▶ [GOAL A]: Count the lines in the records below that contain the word "building". Give only the number.

▶ [ARTICLE]:
begin

Continuous Data Processing with Star Schema Data Warehouse using Apache Spark

Published in

Alef Education

5 min readJul 28, 2019

Understanding the Data

We at Alef Education strive to optimize the learning abilities of k-12 students with interactive course contents aligned with school curriculum. We collect learning data for education data mining and research to understand and adapt a personalized learning experience for each student. In this post, I am sharing our data processing strategies for continuous BI reporting.

Let’s take a short tour in understanding the kind of data and its sources.
The school information service collects data about our students, classes, subjects, class schedules etc. These data are mostly relational. The students learning activities are recorded as learning progress activity data on our platform in document-based data store. A graph structure keeps track of relationships between the content, curriculum and grade level and each micro-service communicates reliably with messaging queues.

All microservices publish data to RabbitMQ messaging queue. Each service can consume other service’s data through these queue. Likewise, we have an Akka Streams service which subscribes to all messages from RabbitMQ and publish to Kafka. Then we stream the data to Amazon S3 with Spark Structured Streaming.

Data collection: Schema on Read

All data are collected and stored in S3 without any major transformation through Spark Streaming. These data are immediately available for querying through Hive (or) Presto for ad-hoc analysis.

For our reporting to be dissected by varying filter combinations, we garnish the data with dimensional information. Schools, grades, classes, subjects and learning objective are different dimensions.

Data with Slowly Changing Dimension

Student’s move from one class to another; their grade, subject and sometimes even school, change over time. In order to provide a singular identity through the history of all transactions of one particular student, it is mandatory to capture these changes as slowly changing dimensions with respect to students.

Students belong to grade and class, hence, we defined tables like dim_student which has relations with dim_grade and dim_class. This makes a snowflake relation, however, we wanted to keep the relation as a star schema by referencing their IDs. Slowly changing dimensions can be handled by updating the grade_id and class_id with a new record and having a status column marking the previous record inactive. An active_untilcolumn helps retrieve the previous class’ history of a student.

Notice that in the sample table, Sam’s record has been repeated more than once and the prior row’s columns status and active_until are set with values for historical reporting.

end

▶ [GOAL B]: Copy word for word the passage of the Spark article above that runs from "Published in" up to and including "and its sources.".

▶ [RECORDS TO USE]:
begin

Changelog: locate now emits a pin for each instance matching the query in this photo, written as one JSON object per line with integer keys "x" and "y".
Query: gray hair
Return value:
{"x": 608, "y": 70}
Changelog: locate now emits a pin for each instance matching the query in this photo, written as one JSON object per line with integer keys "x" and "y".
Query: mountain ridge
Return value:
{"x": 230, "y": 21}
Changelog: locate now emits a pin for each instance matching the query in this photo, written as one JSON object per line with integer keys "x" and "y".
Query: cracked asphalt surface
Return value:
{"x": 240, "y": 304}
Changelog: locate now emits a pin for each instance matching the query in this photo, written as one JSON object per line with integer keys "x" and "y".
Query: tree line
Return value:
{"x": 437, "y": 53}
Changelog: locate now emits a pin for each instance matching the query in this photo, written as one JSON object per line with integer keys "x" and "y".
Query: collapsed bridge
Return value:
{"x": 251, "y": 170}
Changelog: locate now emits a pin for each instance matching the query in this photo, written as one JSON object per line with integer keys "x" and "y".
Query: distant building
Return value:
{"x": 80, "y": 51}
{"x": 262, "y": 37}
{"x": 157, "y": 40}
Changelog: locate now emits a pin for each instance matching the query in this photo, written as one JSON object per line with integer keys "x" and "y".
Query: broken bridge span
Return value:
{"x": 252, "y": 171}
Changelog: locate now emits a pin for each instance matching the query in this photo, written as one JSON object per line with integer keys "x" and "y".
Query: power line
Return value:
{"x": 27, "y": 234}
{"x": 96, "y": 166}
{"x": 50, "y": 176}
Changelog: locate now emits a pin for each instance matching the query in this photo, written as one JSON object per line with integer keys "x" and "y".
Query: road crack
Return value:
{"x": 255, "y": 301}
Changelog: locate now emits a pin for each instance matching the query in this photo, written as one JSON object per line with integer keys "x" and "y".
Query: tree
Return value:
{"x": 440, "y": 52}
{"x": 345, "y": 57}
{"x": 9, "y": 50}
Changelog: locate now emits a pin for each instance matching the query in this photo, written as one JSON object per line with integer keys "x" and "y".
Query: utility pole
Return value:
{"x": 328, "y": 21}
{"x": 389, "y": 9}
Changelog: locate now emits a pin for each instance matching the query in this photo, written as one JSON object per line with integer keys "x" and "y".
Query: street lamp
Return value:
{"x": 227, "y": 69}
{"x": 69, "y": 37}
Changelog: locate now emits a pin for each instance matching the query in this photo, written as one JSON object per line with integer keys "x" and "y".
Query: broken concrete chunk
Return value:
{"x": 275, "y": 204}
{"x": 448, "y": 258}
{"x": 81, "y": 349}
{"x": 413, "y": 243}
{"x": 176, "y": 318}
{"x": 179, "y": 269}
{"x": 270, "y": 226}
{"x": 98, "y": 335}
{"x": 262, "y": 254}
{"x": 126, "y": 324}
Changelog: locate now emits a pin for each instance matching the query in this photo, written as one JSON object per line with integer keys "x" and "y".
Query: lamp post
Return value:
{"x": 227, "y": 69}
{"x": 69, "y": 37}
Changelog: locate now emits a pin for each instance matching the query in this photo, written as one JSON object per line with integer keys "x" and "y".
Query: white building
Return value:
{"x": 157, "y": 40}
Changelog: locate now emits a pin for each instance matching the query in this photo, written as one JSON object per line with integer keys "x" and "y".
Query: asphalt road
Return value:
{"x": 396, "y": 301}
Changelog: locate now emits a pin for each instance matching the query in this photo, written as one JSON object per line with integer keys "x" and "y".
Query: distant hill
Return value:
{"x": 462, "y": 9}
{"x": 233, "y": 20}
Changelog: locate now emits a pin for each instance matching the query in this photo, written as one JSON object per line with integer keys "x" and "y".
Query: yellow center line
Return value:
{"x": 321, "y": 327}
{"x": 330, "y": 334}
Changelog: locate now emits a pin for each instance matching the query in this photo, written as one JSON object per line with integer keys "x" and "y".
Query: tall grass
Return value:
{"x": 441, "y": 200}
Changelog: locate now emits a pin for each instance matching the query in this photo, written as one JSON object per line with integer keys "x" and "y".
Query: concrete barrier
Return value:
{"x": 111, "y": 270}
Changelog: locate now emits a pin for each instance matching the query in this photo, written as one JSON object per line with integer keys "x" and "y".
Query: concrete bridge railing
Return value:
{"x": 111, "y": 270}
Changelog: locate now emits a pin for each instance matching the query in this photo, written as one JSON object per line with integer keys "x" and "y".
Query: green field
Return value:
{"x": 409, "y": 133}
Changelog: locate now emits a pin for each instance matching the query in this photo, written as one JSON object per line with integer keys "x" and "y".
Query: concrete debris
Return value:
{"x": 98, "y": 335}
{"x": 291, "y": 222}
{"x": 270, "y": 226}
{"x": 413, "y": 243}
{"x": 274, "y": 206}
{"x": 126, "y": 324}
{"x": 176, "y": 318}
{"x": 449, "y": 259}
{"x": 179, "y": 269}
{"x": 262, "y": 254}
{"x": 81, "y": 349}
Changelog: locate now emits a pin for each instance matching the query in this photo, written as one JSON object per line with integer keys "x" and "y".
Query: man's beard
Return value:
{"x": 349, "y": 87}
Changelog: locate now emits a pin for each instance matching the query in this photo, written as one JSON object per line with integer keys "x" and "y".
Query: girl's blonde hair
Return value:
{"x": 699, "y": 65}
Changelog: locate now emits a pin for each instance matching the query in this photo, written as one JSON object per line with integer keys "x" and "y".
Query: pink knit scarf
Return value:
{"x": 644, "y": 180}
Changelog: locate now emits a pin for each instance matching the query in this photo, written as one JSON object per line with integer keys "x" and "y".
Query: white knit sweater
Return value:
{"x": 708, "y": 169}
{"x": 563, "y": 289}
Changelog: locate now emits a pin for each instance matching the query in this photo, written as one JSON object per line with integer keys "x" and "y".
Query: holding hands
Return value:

end

▶ [RESPONSE A]: 2

▶ [RESPONSE B]:
Published in

Alef Education

5 min readJul 28, 2019

Understanding the Data

We at Alef Education strive to optimize the learning abilities of k-12 students with interactive course contents aligned with school curriculum. We collect learning data for education data mining and research to understand and adapt a personalized learning experience for each student. In this post, I am sharing our data processing strategies for continuous BI reporting.

Let’s take a short tour in understanding the kind of data and its sources.